TEXTE DU DOCUMENT

┌──

Freud dans le texte
FREUD DANS LES TEXTES | Numéro 2022-2 Pouvoir des imagos
Sur la dynamique de transfert
Sigmund Freud, OCF.P, XI, p. 107-116.
Le thème, difficilement épuisable, du « transfert » a récemment été traité d’une façon descriptive par W. Stekel dans ce journal. Je voudrais maintenant ajouter ici quelques remarques susceptibles de faire comprendre comment le transfert se produit nécessairement pendant une cure psychanalytique, et comment il parvient à jouer le rôle qu’on lui connaît pendant le traitement.

└──

EXTRAITS DE DONNÉES

┌──

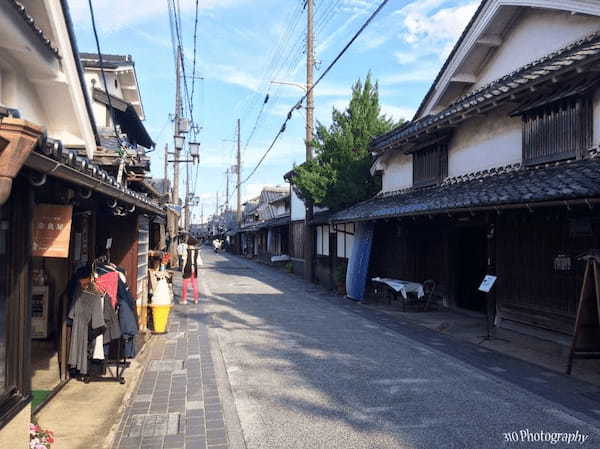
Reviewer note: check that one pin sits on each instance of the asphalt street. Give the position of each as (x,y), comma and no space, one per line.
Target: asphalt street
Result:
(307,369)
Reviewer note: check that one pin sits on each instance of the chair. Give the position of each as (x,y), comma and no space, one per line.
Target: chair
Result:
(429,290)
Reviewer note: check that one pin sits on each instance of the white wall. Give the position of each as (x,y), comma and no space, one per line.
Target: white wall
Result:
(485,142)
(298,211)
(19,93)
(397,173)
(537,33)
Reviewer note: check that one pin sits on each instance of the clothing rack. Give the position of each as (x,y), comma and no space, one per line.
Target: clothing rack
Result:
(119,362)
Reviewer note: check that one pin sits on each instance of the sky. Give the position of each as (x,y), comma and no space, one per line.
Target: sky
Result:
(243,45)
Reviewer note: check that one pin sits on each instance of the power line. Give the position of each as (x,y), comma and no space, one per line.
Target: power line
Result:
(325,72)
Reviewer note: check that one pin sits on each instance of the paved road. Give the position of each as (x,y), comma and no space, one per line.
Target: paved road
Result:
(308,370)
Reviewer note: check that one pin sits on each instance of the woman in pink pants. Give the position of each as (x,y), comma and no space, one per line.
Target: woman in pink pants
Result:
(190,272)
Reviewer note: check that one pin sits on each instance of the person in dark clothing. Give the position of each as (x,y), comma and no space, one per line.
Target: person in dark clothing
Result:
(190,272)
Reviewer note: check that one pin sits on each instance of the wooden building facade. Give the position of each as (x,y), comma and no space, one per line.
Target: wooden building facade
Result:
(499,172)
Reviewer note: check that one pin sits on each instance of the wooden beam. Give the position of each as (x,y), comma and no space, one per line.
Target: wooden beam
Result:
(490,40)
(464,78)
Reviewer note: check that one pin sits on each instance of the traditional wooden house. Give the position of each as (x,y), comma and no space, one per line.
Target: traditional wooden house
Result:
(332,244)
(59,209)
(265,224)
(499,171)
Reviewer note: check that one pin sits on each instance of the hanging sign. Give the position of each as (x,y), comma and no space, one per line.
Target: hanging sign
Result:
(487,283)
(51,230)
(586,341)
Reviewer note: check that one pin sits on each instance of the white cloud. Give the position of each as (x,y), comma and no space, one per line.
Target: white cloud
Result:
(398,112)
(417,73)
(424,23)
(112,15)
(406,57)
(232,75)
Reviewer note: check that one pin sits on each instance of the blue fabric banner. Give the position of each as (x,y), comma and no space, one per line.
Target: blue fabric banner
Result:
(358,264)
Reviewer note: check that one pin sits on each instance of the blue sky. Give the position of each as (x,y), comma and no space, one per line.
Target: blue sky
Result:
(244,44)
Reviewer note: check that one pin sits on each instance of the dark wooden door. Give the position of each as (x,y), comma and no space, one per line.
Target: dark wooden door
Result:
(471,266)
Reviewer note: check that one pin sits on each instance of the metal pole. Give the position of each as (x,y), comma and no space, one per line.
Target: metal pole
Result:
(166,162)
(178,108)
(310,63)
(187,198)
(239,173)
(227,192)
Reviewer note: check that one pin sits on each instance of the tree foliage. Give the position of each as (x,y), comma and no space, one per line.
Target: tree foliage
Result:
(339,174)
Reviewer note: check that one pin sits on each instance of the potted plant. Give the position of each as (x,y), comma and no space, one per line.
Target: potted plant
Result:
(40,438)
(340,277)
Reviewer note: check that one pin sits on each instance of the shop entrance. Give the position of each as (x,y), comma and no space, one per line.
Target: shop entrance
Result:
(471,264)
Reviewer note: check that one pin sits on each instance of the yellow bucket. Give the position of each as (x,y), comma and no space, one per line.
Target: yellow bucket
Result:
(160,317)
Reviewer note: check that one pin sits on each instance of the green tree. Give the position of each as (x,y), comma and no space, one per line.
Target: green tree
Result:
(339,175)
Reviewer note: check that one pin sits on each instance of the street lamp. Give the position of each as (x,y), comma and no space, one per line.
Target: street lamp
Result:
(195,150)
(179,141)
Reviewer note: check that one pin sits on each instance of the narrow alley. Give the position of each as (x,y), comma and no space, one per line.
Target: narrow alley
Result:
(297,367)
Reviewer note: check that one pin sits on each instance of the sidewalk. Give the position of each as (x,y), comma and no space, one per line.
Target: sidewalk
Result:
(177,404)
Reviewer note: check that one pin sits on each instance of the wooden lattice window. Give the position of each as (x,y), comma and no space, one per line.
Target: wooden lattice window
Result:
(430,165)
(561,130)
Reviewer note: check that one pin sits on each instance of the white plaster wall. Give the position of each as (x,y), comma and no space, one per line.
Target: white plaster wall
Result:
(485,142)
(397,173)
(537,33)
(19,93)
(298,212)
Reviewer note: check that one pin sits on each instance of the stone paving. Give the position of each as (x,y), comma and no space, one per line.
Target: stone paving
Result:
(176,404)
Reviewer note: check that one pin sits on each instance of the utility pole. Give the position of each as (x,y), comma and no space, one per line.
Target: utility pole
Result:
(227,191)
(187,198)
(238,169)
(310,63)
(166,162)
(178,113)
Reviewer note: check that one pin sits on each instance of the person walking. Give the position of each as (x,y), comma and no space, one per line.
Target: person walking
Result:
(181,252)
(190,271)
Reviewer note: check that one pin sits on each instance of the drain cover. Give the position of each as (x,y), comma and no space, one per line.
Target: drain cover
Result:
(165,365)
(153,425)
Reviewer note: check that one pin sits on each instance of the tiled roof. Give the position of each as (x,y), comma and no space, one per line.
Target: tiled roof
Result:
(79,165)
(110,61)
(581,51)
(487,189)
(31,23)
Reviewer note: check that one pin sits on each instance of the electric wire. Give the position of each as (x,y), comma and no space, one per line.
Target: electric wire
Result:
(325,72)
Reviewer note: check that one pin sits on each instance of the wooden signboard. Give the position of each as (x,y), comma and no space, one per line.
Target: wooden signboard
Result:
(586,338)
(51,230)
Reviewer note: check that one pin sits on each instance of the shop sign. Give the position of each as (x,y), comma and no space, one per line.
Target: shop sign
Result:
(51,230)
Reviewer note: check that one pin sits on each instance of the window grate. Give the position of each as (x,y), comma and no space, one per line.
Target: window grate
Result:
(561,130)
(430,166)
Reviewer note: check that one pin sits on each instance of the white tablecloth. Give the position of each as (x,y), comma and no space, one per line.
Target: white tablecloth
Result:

└──
┌──

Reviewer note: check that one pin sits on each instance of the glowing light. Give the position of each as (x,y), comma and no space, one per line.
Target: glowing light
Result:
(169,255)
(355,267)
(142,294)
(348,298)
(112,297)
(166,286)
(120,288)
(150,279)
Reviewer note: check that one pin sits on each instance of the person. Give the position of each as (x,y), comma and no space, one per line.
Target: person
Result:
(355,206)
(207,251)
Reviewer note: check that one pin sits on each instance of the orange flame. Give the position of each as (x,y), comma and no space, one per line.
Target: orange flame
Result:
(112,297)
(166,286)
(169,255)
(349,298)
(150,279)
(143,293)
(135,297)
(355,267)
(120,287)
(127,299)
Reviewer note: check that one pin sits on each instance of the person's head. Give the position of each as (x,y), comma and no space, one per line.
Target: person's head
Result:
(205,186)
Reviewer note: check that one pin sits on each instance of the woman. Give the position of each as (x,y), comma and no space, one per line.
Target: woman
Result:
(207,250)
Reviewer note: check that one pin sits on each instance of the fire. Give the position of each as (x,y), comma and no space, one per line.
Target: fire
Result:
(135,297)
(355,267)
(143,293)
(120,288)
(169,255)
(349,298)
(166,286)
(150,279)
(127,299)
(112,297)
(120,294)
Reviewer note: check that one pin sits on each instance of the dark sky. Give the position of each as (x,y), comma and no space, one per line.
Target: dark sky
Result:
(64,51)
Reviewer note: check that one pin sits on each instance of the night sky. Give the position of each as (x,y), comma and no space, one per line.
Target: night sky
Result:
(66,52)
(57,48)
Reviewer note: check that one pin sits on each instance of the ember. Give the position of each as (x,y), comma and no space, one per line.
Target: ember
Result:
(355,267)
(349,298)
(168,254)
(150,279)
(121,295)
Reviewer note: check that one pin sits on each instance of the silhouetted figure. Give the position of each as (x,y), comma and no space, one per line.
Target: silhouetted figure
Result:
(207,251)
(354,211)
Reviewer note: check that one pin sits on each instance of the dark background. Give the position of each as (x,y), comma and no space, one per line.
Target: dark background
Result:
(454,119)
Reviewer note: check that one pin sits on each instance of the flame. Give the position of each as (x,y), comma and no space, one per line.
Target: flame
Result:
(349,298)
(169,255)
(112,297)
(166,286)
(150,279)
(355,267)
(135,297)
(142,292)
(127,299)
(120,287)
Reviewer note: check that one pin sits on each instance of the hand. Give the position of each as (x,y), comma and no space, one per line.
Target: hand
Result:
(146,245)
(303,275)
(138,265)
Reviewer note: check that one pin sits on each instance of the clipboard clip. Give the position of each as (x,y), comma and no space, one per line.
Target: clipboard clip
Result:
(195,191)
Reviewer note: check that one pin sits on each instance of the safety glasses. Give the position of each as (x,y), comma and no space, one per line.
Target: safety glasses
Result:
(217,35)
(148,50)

└──

ÉNONCÉ DE L'EXERCICE
D'après le texte sur la dynamique du transfert, dans quel but Freud veut-il ajouter quelques remarques au travail descriptif de W. Stekel ? Répondez en une à trois phrases. Le matériel ci-dessus ne sert pas dans cet exercice.

RÉPONSE RÉDIGÉE
Freud veut faire comprendre comment le transfert se produit nécessairement pendant une cure psychanalytique. Il veut aussi montrer comment le transfert parvient à jouer le rôle qu'on lui connaît pendant le traitement.